> Collected data entries
_ _ _
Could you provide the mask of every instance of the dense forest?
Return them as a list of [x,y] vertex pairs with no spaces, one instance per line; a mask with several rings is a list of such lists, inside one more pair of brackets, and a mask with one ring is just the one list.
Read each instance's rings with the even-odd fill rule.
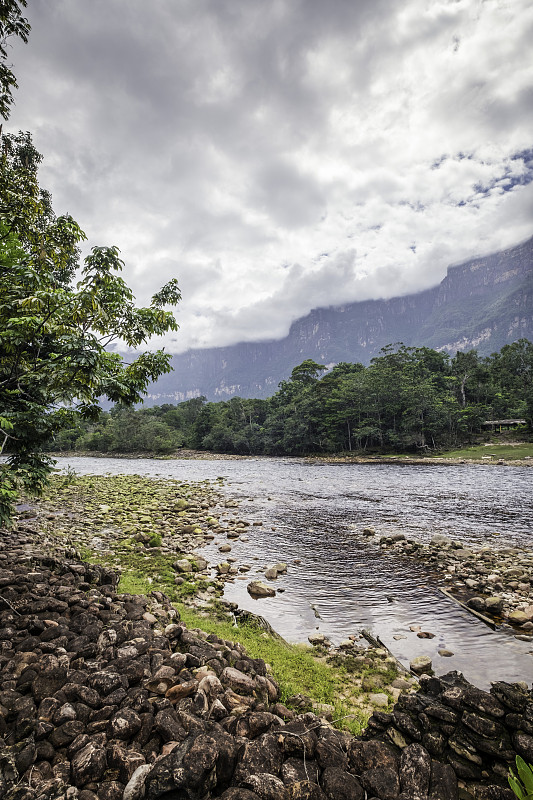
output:
[[[471,441],[491,419],[533,429],[533,344],[521,339],[481,358],[389,345],[370,366],[327,371],[306,360],[267,400],[133,409],[117,405],[97,422],[62,430],[55,450],[302,455],[341,451],[423,452]],[[325,374],[324,374],[325,373]],[[526,427],[527,426],[527,427]]]

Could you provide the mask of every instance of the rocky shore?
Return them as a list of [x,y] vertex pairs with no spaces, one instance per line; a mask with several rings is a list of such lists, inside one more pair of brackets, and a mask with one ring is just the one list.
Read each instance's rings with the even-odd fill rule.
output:
[[[251,619],[277,636],[261,617],[222,599],[225,584],[235,580],[247,581],[254,597],[273,595],[275,577],[287,570],[278,563],[264,569],[266,583],[250,580],[251,565],[232,555],[236,542],[248,541],[257,524],[241,517],[238,503],[225,497],[216,482],[139,476],[56,476],[47,496],[23,504],[17,518],[17,530],[30,551],[37,547],[62,558],[66,548],[77,558],[96,559],[119,571],[127,591],[158,588],[204,619],[216,615],[239,624]],[[209,564],[199,555],[198,548],[208,543],[223,560]],[[330,668],[328,680],[335,677],[338,702],[300,698],[306,710],[320,708],[330,718],[353,715],[356,728],[375,708],[388,708],[402,691],[416,687],[414,678],[398,675],[399,665],[386,650],[369,647],[360,636],[337,648],[320,637],[312,644],[316,661]]]
[[[363,738],[280,703],[261,659],[110,569],[0,536],[5,800],[511,800],[533,692],[421,678]],[[365,794],[366,793],[366,794]]]
[[[515,636],[531,641],[533,651],[533,553],[531,550],[490,545],[465,546],[440,534],[428,544],[402,533],[377,537],[384,550],[394,550],[429,567],[443,587],[488,622],[512,626]],[[533,664],[532,664],[533,673]]]

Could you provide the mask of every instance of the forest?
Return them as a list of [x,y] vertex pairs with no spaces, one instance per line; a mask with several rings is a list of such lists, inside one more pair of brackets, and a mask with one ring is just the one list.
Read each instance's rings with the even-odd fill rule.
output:
[[61,430],[55,451],[170,454],[179,448],[249,455],[446,450],[475,440],[495,419],[533,429],[533,344],[487,358],[451,358],[427,347],[389,345],[368,367],[327,370],[306,360],[266,400],[195,397],[177,405],[116,405],[97,421]]

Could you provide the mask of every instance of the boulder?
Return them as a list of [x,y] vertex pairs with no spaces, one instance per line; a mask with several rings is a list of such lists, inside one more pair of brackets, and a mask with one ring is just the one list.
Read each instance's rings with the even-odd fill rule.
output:
[[250,581],[246,590],[252,597],[275,597],[276,595],[276,590],[271,589],[262,581]]
[[409,668],[416,675],[430,673],[432,671],[431,666],[431,658],[429,656],[417,656],[409,663]]

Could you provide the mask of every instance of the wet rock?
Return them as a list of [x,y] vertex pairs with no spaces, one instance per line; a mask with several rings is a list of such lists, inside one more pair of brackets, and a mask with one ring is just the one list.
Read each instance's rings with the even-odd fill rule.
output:
[[271,589],[262,581],[250,581],[246,590],[252,597],[275,597],[276,595],[276,590]]
[[486,597],[485,613],[499,615],[503,611],[504,601],[502,597]]

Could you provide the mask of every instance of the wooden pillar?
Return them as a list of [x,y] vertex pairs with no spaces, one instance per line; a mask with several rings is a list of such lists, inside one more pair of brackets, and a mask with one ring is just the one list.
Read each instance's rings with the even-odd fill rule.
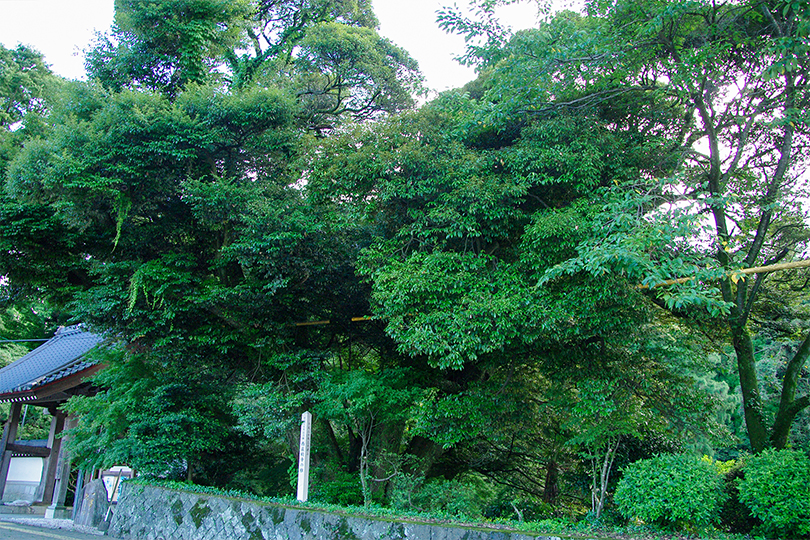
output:
[[9,444],[17,440],[17,428],[20,425],[20,411],[22,403],[11,404],[11,415],[3,428],[3,438],[0,439],[0,500],[3,499],[3,492],[6,490],[6,480],[8,479],[8,467],[11,465],[11,451],[6,450]]
[[[62,425],[65,427],[64,413],[57,413],[62,415]],[[67,428],[70,429],[76,426],[76,418],[70,418],[67,421]],[[60,431],[61,433],[61,431]],[[51,450],[51,459],[56,461],[56,474],[54,475],[53,484],[53,498],[51,505],[45,510],[45,519],[66,519],[70,514],[65,509],[65,498],[67,497],[68,482],[70,481],[70,454],[68,454],[62,439],[59,439],[59,452],[54,456],[54,450]]]
[[51,453],[42,464],[42,480],[37,489],[36,500],[51,504],[53,502],[53,487],[56,483],[56,466],[59,461],[59,450],[62,448],[62,439],[59,435],[65,428],[65,413],[59,410],[51,410],[51,431],[48,433],[48,448]]

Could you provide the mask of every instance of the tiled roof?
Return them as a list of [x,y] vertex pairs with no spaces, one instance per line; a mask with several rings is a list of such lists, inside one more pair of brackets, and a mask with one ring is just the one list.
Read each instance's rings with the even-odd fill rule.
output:
[[82,357],[102,338],[78,326],[63,327],[19,360],[0,369],[0,401],[20,392],[32,391],[92,366]]

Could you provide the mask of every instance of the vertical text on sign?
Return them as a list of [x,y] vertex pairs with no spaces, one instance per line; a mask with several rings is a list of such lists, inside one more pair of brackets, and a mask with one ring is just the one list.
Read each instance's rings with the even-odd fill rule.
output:
[[301,444],[298,449],[298,495],[297,499],[306,502],[309,498],[309,447],[312,438],[312,414],[301,415]]

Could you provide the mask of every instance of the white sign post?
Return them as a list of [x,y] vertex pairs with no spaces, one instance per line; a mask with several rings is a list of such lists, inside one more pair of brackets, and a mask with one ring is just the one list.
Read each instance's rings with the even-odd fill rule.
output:
[[298,500],[309,498],[309,446],[312,438],[312,414],[301,415],[301,445],[298,448]]

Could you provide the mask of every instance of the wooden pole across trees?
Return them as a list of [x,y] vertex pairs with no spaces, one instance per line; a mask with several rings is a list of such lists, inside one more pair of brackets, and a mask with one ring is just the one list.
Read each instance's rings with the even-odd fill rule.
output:
[[[374,320],[374,317],[352,317],[352,322],[363,322],[363,321],[371,321]],[[306,321],[306,322],[297,322],[294,323],[295,326],[319,326],[324,324],[332,324],[332,321]]]
[[[737,281],[737,276],[748,274],[766,274],[769,272],[777,272],[779,270],[790,270],[792,268],[807,268],[810,266],[810,259],[804,261],[793,261],[789,263],[769,264],[768,266],[755,266],[753,268],[743,268],[741,270],[734,270],[730,276],[733,281]],[[639,285],[639,289],[649,289],[655,287],[668,287],[669,285],[677,285],[679,283],[686,283],[695,279],[694,276],[682,277],[677,279],[668,279],[661,283],[656,283],[652,287],[649,285]]]

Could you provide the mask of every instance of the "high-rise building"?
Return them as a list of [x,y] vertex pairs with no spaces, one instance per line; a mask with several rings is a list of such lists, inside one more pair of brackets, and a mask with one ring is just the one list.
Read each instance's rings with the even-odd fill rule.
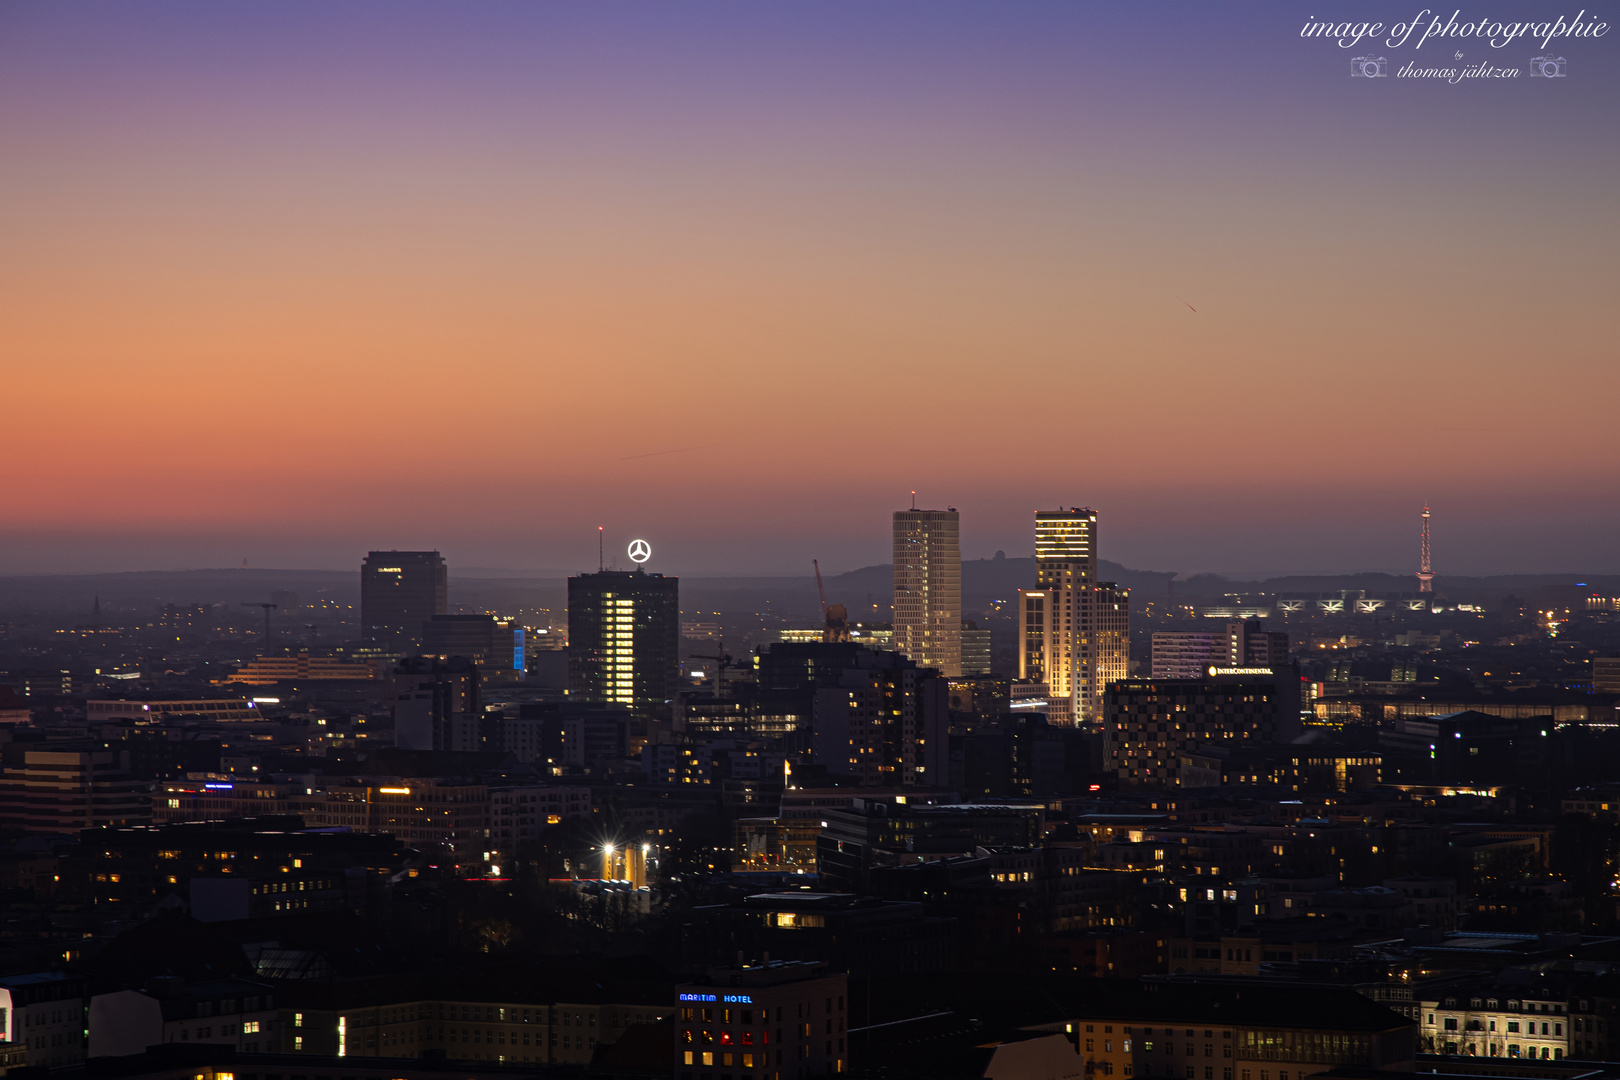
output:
_ _ _
> WHAT THE EXERCISE ASKS
Output each entry above word for word. The pictures stay out.

> TASK ANSWER
Could you provide the mask of every instance of the dense forest?
Return them as a list of [x,y] vertex pairs with no spaces, one instance per line; a mask with several rings is a list of such lists, inside one more pair of brackets, and a mask with one ring is just the one list.
Read each instance's rings with the even-odd fill rule.
output:
[[[471,441],[491,419],[533,429],[533,344],[521,339],[481,358],[389,345],[370,366],[327,371],[306,360],[267,400],[133,409],[117,405],[97,422],[62,430],[55,450],[302,455],[341,451],[423,452]],[[325,374],[324,374],[325,373]],[[526,427],[527,426],[527,427]]]

Could you provide the mask of every instance of the rocky shore?
Return them as a list of [x,y] vertex pairs with no spaces, one instance per line; a mask with several rings is a list of such lists, inside one more pair of brackets, and a mask with one ring is just the one list.
Read each instance's rings with the even-odd fill rule.
output:
[[[251,619],[277,636],[261,617],[222,599],[225,584],[235,580],[247,581],[254,597],[273,595],[275,577],[287,570],[278,563],[264,569],[266,583],[250,580],[251,565],[232,555],[236,542],[248,541],[257,524],[241,517],[238,503],[225,497],[216,482],[139,476],[56,476],[47,496],[23,504],[17,518],[17,530],[30,551],[37,547],[62,558],[66,548],[77,558],[96,559],[119,571],[127,591],[158,588],[204,619],[216,615],[239,624]],[[209,564],[199,555],[198,548],[208,543],[223,560]],[[330,668],[328,680],[335,677],[338,702],[300,698],[306,710],[320,708],[330,718],[353,715],[356,728],[375,708],[388,708],[402,691],[416,687],[414,678],[398,675],[399,665],[386,650],[369,647],[360,636],[337,648],[320,637],[312,644],[316,661]]]
[[[363,738],[280,703],[261,659],[110,569],[0,536],[5,800],[511,800],[533,692],[421,678]],[[365,794],[366,793],[366,794]]]
[[[515,636],[531,641],[533,651],[533,553],[531,550],[490,545],[465,546],[440,534],[428,544],[402,533],[377,537],[384,550],[394,550],[429,567],[443,587],[488,622],[512,626]],[[533,664],[532,664],[533,673]]]

Could you provide the mask of every instance of the forest?
Return them as a list of [x,y] vertex pairs with no spaces, one instance per line; a mask with several rings is a list of such lists, inside one more pair of brackets, and a mask with one ring is just the one list.
Read each instance's rings with the even-odd fill rule.
output:
[[61,430],[55,451],[170,454],[179,448],[249,455],[446,450],[475,440],[495,419],[533,429],[533,344],[487,358],[451,358],[427,347],[389,345],[368,367],[327,370],[306,360],[266,400],[195,397],[177,405],[116,405],[97,421]]

Could you provide the mask of every instance of the boulder?
Return them as a list of [x,y] vertex pairs with no spaces, one instance per line; a mask with several rings is a list of such lists, inside one more pair of brackets, and a mask with one ring is just the one list.
Read each instance's rings with the even-odd fill rule.
output:
[[250,581],[246,590],[252,597],[275,597],[276,595],[276,590],[271,589],[262,581]]
[[409,668],[416,675],[430,673],[432,671],[431,666],[431,658],[429,656],[417,656],[409,663]]

Could you provide the mask of every instance of the wet rock?
Return them as a list of [x,y] vertex pairs with no spaces, one instance per line; a mask with several rings is a list of such lists, inside one more pair of brackets, and a mask with one ring is just the one list.
Read each instance's rings with the even-odd fill rule.
output:
[[271,589],[262,581],[250,581],[246,590],[252,597],[275,597],[276,595],[276,590]]
[[486,597],[485,613],[499,615],[503,611],[504,601],[502,597]]

Could you provide the mask of every instance of the wooden pillar?
Return them as a list of [x,y] vertex pairs with no spaces, one instance per line; a mask with several rings is a list of such lists, inside one more pair of brackets, and a mask with one ring is just the one list.
Read each instance's rings with the even-odd fill rule.
output:
[[9,444],[17,440],[17,428],[20,425],[20,411],[22,403],[11,404],[11,415],[3,428],[3,438],[0,439],[0,500],[3,499],[3,492],[6,490],[6,480],[8,479],[8,467],[11,465],[11,451],[6,450]]
[[[62,425],[65,427],[64,413],[57,413],[62,415]],[[67,428],[70,429],[76,426],[76,418],[70,418],[67,421]],[[60,431],[61,433],[61,431]],[[51,450],[51,459],[56,461],[56,474],[54,475],[53,484],[53,498],[51,505],[45,510],[45,519],[66,519],[70,514],[65,509],[65,498],[67,497],[68,482],[70,481],[70,454],[68,454],[62,439],[59,439],[59,452],[54,456],[54,450]]]
[[51,453],[42,464],[42,480],[37,489],[36,500],[51,504],[53,502],[53,487],[56,483],[56,466],[59,461],[59,450],[62,448],[62,439],[59,435],[65,428],[65,413],[59,410],[51,410],[51,431],[48,433],[48,448]]

Could you provide the mask of every instance of the tiled roof?
Return them as a list of [x,y] vertex pairs with no spaces, one instance per line; a mask with several rings is a list of such lists, inside one more pair of brackets, and a mask with one ring is just the one list.
Read each instance's rings with the even-odd fill rule.
output:
[[82,357],[102,338],[78,326],[63,327],[19,360],[0,369],[0,401],[20,392],[32,391],[92,366]]

Could you provide the mask of every instance of the vertical text on sign?
Return them as a list of [x,y] vertex pairs with no spaces, one instance per line; a mask with several rings is a list of such lists, inside one more pair of brackets, and a mask with one ring is just the one list.
Read each instance's rings with the even-odd fill rule.
output:
[[301,444],[298,449],[298,495],[297,499],[306,502],[309,498],[309,447],[312,438],[312,414],[301,415]]

Could you provide the mask of every instance of the white sign post?
Return them as a list of [x,y] vertex pairs with no spaces, one instance per line; a mask with several rings is a list of such lists, inside one more pair of brackets, and a mask with one ring is just the one list.
Read each instance's rings with the even-odd fill rule.
output:
[[298,500],[309,498],[309,446],[312,438],[312,414],[301,415],[301,445],[298,448]]

Could you provide the mask of every instance of the wooden pole across trees?
Return them as a list of [x,y] vertex pairs with no spaces, one instance per line; a mask with several rings is a list of such lists, inside one more pair of brackets, and a mask with one ring is just the one list.
Read each instance's rings with the even-odd fill rule.
output:
[[[374,320],[374,317],[352,317],[352,322],[363,322],[363,321],[371,321]],[[306,321],[306,322],[297,322],[294,323],[295,326],[319,326],[324,324],[332,324],[332,321]]]
[[[737,281],[737,276],[748,274],[766,274],[769,272],[777,272],[779,270],[790,270],[792,268],[807,268],[810,266],[810,259],[804,261],[793,261],[789,263],[769,264],[768,266],[755,266],[753,268],[743,268],[741,270],[734,270],[730,276],[733,281]],[[639,285],[639,289],[649,289],[655,287],[668,287],[669,285],[677,285],[679,283],[686,283],[695,279],[694,276],[682,277],[677,279],[668,279],[661,283],[656,283],[652,287],[649,285]]]

Could you provide the mask of every instance of the "high-rise building"?
Return them as a list of [x,y] vertex pairs with no spaces, one instance per line; a mask with several rings is a list of such lists, inside one more pair of brackets, and a mask with one ring is just the one list.
Read each instance's rings with the even-odd fill rule.
output:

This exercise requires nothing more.